=== Work item ===
Each line of the records needs to be written out exactly, with any image left out.

*** Data provided Section Begins ***

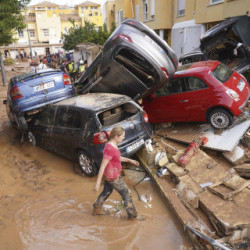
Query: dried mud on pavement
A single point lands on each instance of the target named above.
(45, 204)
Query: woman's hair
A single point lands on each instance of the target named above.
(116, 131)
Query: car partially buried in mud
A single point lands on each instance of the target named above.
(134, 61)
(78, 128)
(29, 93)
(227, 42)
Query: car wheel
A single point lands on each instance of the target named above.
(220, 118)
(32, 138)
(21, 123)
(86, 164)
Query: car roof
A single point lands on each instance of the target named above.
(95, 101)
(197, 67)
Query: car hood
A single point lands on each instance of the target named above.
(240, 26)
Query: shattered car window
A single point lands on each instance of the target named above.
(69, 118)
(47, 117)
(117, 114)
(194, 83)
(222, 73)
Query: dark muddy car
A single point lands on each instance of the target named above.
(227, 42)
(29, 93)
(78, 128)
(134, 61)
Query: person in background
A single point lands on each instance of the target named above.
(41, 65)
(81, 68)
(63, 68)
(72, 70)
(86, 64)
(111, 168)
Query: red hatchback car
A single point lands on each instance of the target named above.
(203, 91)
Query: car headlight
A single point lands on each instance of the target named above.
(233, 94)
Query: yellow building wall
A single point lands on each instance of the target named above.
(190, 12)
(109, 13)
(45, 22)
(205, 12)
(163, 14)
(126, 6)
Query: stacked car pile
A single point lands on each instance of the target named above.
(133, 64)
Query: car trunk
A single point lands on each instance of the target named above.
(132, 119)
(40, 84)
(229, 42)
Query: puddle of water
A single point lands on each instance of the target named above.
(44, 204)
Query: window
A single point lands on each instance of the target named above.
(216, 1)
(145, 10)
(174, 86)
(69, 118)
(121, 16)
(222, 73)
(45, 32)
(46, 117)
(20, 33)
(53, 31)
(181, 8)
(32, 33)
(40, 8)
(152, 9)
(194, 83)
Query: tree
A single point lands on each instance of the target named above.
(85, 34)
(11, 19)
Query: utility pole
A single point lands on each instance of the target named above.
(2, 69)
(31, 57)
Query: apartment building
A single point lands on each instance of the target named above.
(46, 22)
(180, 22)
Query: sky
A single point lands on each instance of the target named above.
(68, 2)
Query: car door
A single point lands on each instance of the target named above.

*** Data provided Section Ends ***

=== The completed task ===
Query: dried mud on pavement
A single point lands on each instance of the target named above.
(45, 204)
Query: woman's hair
A single point lands on each instance of the target named above.
(116, 131)
Query: car partially buried in mud
A single point lands on each instance of the target named above.
(134, 61)
(78, 128)
(29, 93)
(227, 42)
Query: car wheel
A single point lands on each instance of the target named above.
(220, 118)
(32, 138)
(21, 123)
(86, 164)
Query: car roof
A single point lands on each instance of the target named above.
(95, 101)
(197, 67)
Query: car hood
A single point lands on each instance of the target named above.
(240, 26)
Query: shattered car window
A single point lands on each instance of the target named above.
(69, 118)
(47, 117)
(117, 114)
(194, 83)
(222, 73)
Query: dark muddy car
A single point lands on each instance of the target named above.
(227, 42)
(29, 93)
(78, 128)
(134, 61)
Query: person in background
A single point lands on each instance of the target named above.
(41, 65)
(81, 68)
(63, 68)
(72, 70)
(86, 64)
(111, 168)
Query: red hatchback car
A single point lands on each instance of the target named above.
(203, 91)
Query: car headlight
A single point lands on each instance of the target named above.
(233, 94)
Query: yellow building wall
A single point lands on each instance of the target named above.
(190, 12)
(109, 13)
(45, 22)
(205, 12)
(163, 14)
(126, 6)
Query: stacked car pile
A single point lands on each instance of the target named above.
(133, 64)
Query: car trunk
A single point lands on each instance of the target named above.
(132, 119)
(40, 84)
(229, 42)
Query: puddle of water
A single point lands on each instance of the target named above.
(44, 204)
Query: window
A single point lands on each instance of the target named above.
(216, 1)
(145, 10)
(174, 86)
(69, 118)
(121, 16)
(222, 73)
(45, 32)
(46, 117)
(20, 33)
(53, 31)
(181, 8)
(32, 33)
(40, 8)
(152, 9)
(194, 83)
Query: tree
A single point lands on each instance of the target named above.
(85, 34)
(11, 19)
Query: utility pole
A single point lands on each instance of the target named above.
(2, 69)
(31, 57)
Query: apartment building
A single point lands on each instance of the target named above.
(46, 22)
(180, 22)
Query: sky
A single point lands on each instance of the target named above.
(68, 2)
Query: car door
A single point lands on each instance of the target named above.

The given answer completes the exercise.